View all Posts | September 1, 2014
Sitting in the Side Pew: Conference
The Examen Prayer
- The Benefits of a Daily Examen
- First Step: Thank for Blessings
- Second Step: Ask for Light
- Third Step: Look Over the Day
- Fourth Step: Ask for Forgiveness
- Fifth Step: Renew Commitment
- Conclusion: Practical Tips
The Examen Prayer
St. Elizabeth Ann Seton loved to write. Up until the very end of her short life, she spent her nights at her writing desk, with paper and pen and the flickering light of a candle.
In fact, she bequeathed to the Church and the world thousands of pages of writings. But unlike so many other saintly authors, these writings are not treatises or books. Instead, they are personal writings. Almost all of them are either journals or letters.
As such, they are all first drafts — they weren’t written and edited and re-written. Rather, they flowed from her heart into her head through her fingers and directly onto the paper. In their content, they reveal her many natural qualities and supernatural virtues — her sense of humor, her sensitivity to beauty, her prudence, her faith.
But in their style, they reveal something else, something that was a characteristic not only of her personality, but also of the time in which she lived, a period free from the relentless noise of our own age.
She lived and died before radio, TV, movies, and Internet. She lived before the 24-hour news cycle, before texting and smartphones and earbuds and social media. She even lived before the automobile and the phonograph and the electric light. It is difficult for us to imagine what life must have been like without all those things.
From the point of view of spiritual growth, the biggest difference might have been the silence and the time for reflection. Nowadays, we have to fight to create space for silence in our lives. But healthy silence in the early nineteenth century was as natural an element of life as sunlight and moonlight.
While working or walking or traveling, you had no choice but to be alone with your thoughts, or to contemplate the world around you, or to listen to the natural sounds of a society necessarily more in tune with the rhythms of God’s creation than ours today.
And for someone like Elizabeth Seton, someone graced with spiritual sensitivity, this atmosphere of silence provided ample opportunity for reflection — deep reflection. And that is what shines forth in the style of her many personal writings.
After all, taking an hour to write a personal letter by hand is a very different experience than taking an hour to read and answer dozens of emails, tweets, and posts. The former is quiet and sensitive and deep; the latter is fast and noisy and necessarily superficial.

**GIVEN INFORMATION**
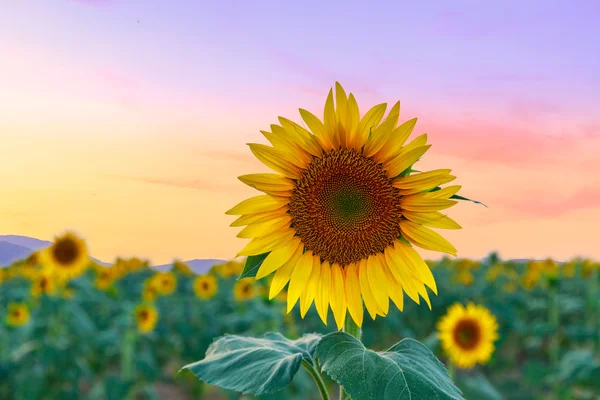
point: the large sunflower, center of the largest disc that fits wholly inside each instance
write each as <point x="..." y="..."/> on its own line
<point x="468" y="334"/>
<point x="344" y="210"/>
<point x="67" y="257"/>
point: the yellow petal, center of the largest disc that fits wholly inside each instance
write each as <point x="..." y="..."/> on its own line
<point x="258" y="204"/>
<point x="252" y="218"/>
<point x="264" y="244"/>
<point x="299" y="279"/>
<point x="420" y="203"/>
<point x="337" y="297"/>
<point x="264" y="228"/>
<point x="365" y="288"/>
<point x="425" y="238"/>
<point x="432" y="220"/>
<point x="382" y="133"/>
<point x="277" y="258"/>
<point x="275" y="160"/>
<point x="309" y="293"/>
<point x="283" y="274"/>
<point x="368" y="122"/>
<point x="322" y="297"/>
<point x="302" y="137"/>
<point x="401" y="162"/>
<point x="376" y="278"/>
<point x="355" y="306"/>
<point x="396" y="140"/>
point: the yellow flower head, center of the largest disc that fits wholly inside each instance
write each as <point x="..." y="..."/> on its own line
<point x="43" y="284"/>
<point x="467" y="334"/>
<point x="18" y="314"/>
<point x="165" y="283"/>
<point x="104" y="278"/>
<point x="244" y="289"/>
<point x="182" y="268"/>
<point x="67" y="257"/>
<point x="205" y="286"/>
<point x="146" y="317"/>
<point x="345" y="180"/>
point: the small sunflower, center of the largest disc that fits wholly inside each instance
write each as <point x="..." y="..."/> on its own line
<point x="44" y="284"/>
<point x="205" y="286"/>
<point x="165" y="283"/>
<point x="244" y="290"/>
<point x="67" y="257"/>
<point x="18" y="314"/>
<point x="467" y="334"/>
<point x="340" y="217"/>
<point x="146" y="317"/>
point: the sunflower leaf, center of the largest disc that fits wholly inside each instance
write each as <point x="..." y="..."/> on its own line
<point x="252" y="265"/>
<point x="407" y="370"/>
<point x="254" y="365"/>
<point x="457" y="197"/>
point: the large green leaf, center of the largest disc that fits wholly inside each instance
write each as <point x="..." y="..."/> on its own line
<point x="406" y="371"/>
<point x="254" y="365"/>
<point x="252" y="265"/>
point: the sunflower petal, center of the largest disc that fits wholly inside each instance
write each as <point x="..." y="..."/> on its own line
<point x="322" y="296"/>
<point x="425" y="237"/>
<point x="275" y="160"/>
<point x="307" y="297"/>
<point x="258" y="204"/>
<point x="299" y="279"/>
<point x="355" y="306"/>
<point x="277" y="258"/>
<point x="283" y="274"/>
<point x="401" y="162"/>
<point x="337" y="299"/>
<point x="368" y="122"/>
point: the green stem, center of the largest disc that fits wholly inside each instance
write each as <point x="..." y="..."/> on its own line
<point x="351" y="328"/>
<point x="318" y="379"/>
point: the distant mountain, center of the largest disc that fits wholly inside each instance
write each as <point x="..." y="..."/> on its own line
<point x="10" y="252"/>
<point x="197" y="265"/>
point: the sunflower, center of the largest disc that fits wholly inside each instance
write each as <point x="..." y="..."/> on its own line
<point x="67" y="257"/>
<point x="244" y="290"/>
<point x="18" y="314"/>
<point x="205" y="286"/>
<point x="146" y="317"/>
<point x="341" y="216"/>
<point x="467" y="334"/>
<point x="43" y="284"/>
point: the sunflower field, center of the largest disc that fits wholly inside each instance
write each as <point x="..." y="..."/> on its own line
<point x="124" y="331"/>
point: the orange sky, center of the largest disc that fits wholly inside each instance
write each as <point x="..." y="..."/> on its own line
<point x="140" y="155"/>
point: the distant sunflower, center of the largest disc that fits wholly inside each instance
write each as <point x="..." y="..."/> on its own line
<point x="43" y="284"/>
<point x="146" y="317"/>
<point x="205" y="286"/>
<point x="67" y="257"/>
<point x="244" y="290"/>
<point x="18" y="314"/>
<point x="467" y="334"/>
<point x="341" y="215"/>
<point x="165" y="283"/>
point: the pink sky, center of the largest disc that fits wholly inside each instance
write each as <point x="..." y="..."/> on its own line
<point x="127" y="121"/>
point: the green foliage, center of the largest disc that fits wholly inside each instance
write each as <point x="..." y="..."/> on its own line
<point x="254" y="365"/>
<point x="407" y="370"/>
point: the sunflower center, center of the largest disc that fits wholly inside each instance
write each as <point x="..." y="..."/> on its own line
<point x="65" y="252"/>
<point x="344" y="207"/>
<point x="467" y="334"/>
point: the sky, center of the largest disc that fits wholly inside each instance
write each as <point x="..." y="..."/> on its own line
<point x="127" y="121"/>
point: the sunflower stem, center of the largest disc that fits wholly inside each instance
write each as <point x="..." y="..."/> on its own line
<point x="318" y="379"/>
<point x="351" y="328"/>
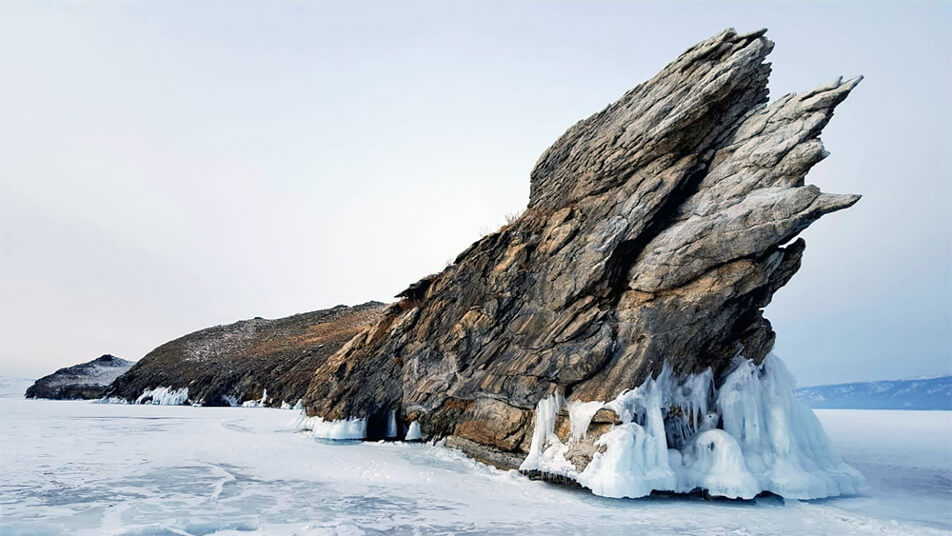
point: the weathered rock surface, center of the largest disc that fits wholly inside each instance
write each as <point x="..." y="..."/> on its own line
<point x="656" y="232"/>
<point x="238" y="362"/>
<point x="87" y="380"/>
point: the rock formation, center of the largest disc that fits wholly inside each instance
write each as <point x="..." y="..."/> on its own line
<point x="656" y="232"/>
<point x="87" y="380"/>
<point x="613" y="335"/>
<point x="264" y="362"/>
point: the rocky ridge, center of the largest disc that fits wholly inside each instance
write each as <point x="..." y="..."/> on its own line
<point x="85" y="381"/>
<point x="656" y="232"/>
<point x="268" y="361"/>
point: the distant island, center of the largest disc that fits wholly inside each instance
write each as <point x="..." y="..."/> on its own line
<point x="924" y="393"/>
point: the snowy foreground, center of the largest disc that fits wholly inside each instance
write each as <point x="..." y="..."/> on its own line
<point x="84" y="468"/>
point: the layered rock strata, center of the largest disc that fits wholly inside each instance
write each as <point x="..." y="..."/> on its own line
<point x="656" y="232"/>
<point x="257" y="362"/>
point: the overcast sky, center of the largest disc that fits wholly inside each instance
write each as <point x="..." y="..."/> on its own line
<point x="168" y="166"/>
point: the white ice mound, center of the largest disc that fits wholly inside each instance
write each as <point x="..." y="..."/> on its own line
<point x="635" y="461"/>
<point x="340" y="429"/>
<point x="164" y="396"/>
<point x="414" y="433"/>
<point x="681" y="434"/>
<point x="783" y="442"/>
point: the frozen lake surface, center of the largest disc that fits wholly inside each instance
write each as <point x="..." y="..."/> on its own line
<point x="84" y="468"/>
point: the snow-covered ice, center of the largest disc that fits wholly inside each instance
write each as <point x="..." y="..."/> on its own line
<point x="770" y="441"/>
<point x="81" y="468"/>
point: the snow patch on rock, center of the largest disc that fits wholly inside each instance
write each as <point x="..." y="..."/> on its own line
<point x="164" y="396"/>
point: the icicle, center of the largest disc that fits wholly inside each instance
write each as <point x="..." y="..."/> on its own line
<point x="580" y="416"/>
<point x="392" y="424"/>
<point x="341" y="429"/>
<point x="414" y="433"/>
<point x="164" y="396"/>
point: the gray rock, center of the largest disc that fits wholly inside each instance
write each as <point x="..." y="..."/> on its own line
<point x="238" y="362"/>
<point x="656" y="231"/>
<point x="84" y="381"/>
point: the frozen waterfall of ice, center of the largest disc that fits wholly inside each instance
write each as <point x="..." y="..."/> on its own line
<point x="164" y="396"/>
<point x="669" y="439"/>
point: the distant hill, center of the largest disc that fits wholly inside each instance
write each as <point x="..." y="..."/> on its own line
<point x="926" y="393"/>
<point x="85" y="381"/>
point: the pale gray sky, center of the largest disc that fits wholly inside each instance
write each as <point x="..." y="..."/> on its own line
<point x="168" y="166"/>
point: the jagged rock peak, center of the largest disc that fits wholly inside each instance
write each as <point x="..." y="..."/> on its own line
<point x="656" y="232"/>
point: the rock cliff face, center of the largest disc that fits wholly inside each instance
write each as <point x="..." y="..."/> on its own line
<point x="656" y="232"/>
<point x="268" y="362"/>
<point x="87" y="380"/>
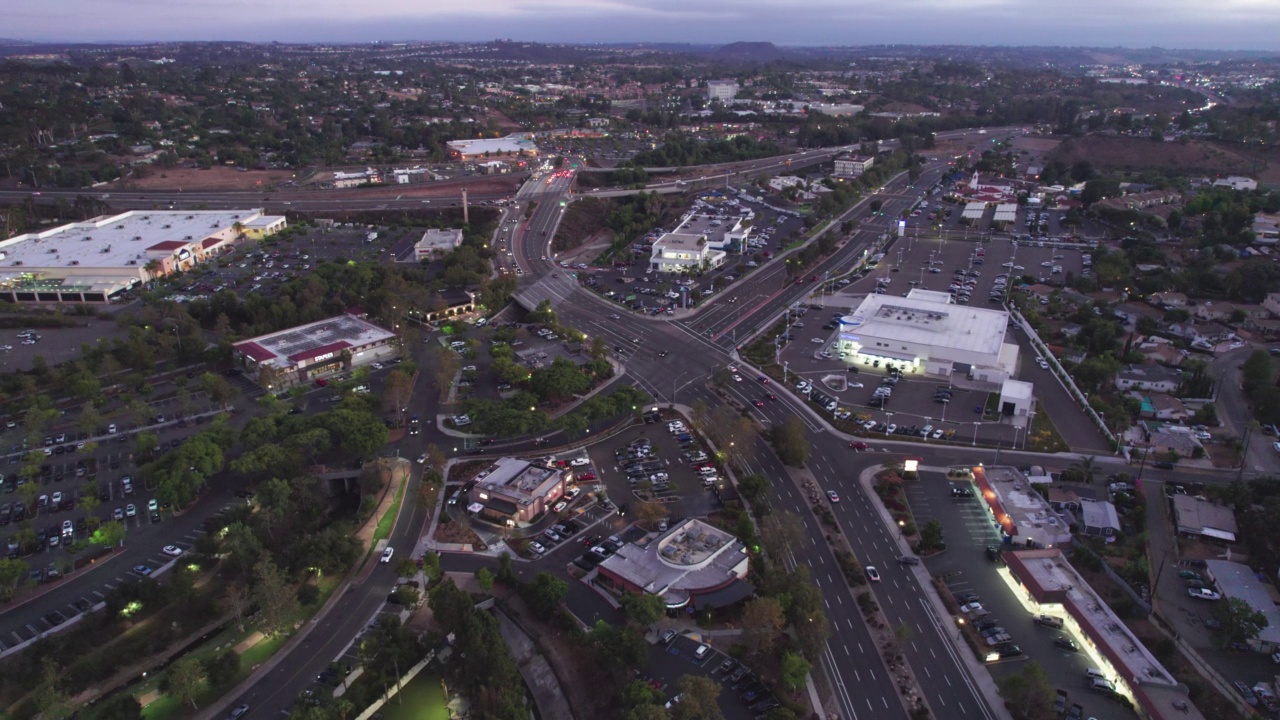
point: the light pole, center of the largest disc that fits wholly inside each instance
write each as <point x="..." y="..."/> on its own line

**WORK TO COMPLETE**
A: Translate this sentence from the text on Elizabeth Seton's writings into Spanish: "She lived and died before radio, TV, movies, and Internet."
B: Sum up the text on Elizabeth Seton's writings in two sentences.
C: Write the next few paragraphs of the text on Elizabeth Seton's writings, picking up after its last sentence.
The lines above are not needed for any of this.

**EXERCISE RESULTS**
A: Vivió y murió antes de la radio, la televisión, el cine e Internet.

B: St. Elizabeth Ann Seton left thousands of pages of personal writings, almost all journals or letters, written as first drafts that reveal her natural qualities and supernatural virtues. Their style also reflects an age free from modern noise, when silence gave her ample opportunity for deep reflection, unlike the fast, noisy, and superficial communication of today.

C:
Mother Seton was a woman who thought deeply, who pondered the meaning of things, and the fruits of this deep interior richness flow spontaneously from her pen whenever she writes.
She expresses herself with elegance, thoughtfulness, subtlety, and vitality, as is shown so clearly by the examples we have seen in our meditations, and her writing style was the fruit of a life-style.
This rich but spontaneous eloquence of her personal writings flow from an interior reservoir of wisdom gathered through years of deep personal reflection, reflection that was encouraged and enabled by a culture in which silence had its proper place.
Much of her spiritual growth would have been stunted without this habit of deep interior reflection so evident in her personal writings.
The Benefits of a Daily Examen
This is one of the firm principles of spiritual growth: it requires frequent and deep personal reflection. If we want to continue to grow spiritually, we have to create space for this to happen. In our world — so much noisier, and louder, and superficial than Elizabeth’s — it won’t happen by accident.
The lava flow of information, advertising, and superficial chatter congeals to form a hard crust around our minds — like the hardened dirt path that Our Lord spoke about in his parable of the sower. When the seeds of grace fall on that hard surface, they can’t penetrate into the soil; they can’t take root and grow. And so the birds of the air come and eat them up.
By creating space for healthy silence in our lives, space for deep personal reflection, we can break through that hard crust and loosen up the soil of our minds, so that God’s Word can penetrate and take root and grow.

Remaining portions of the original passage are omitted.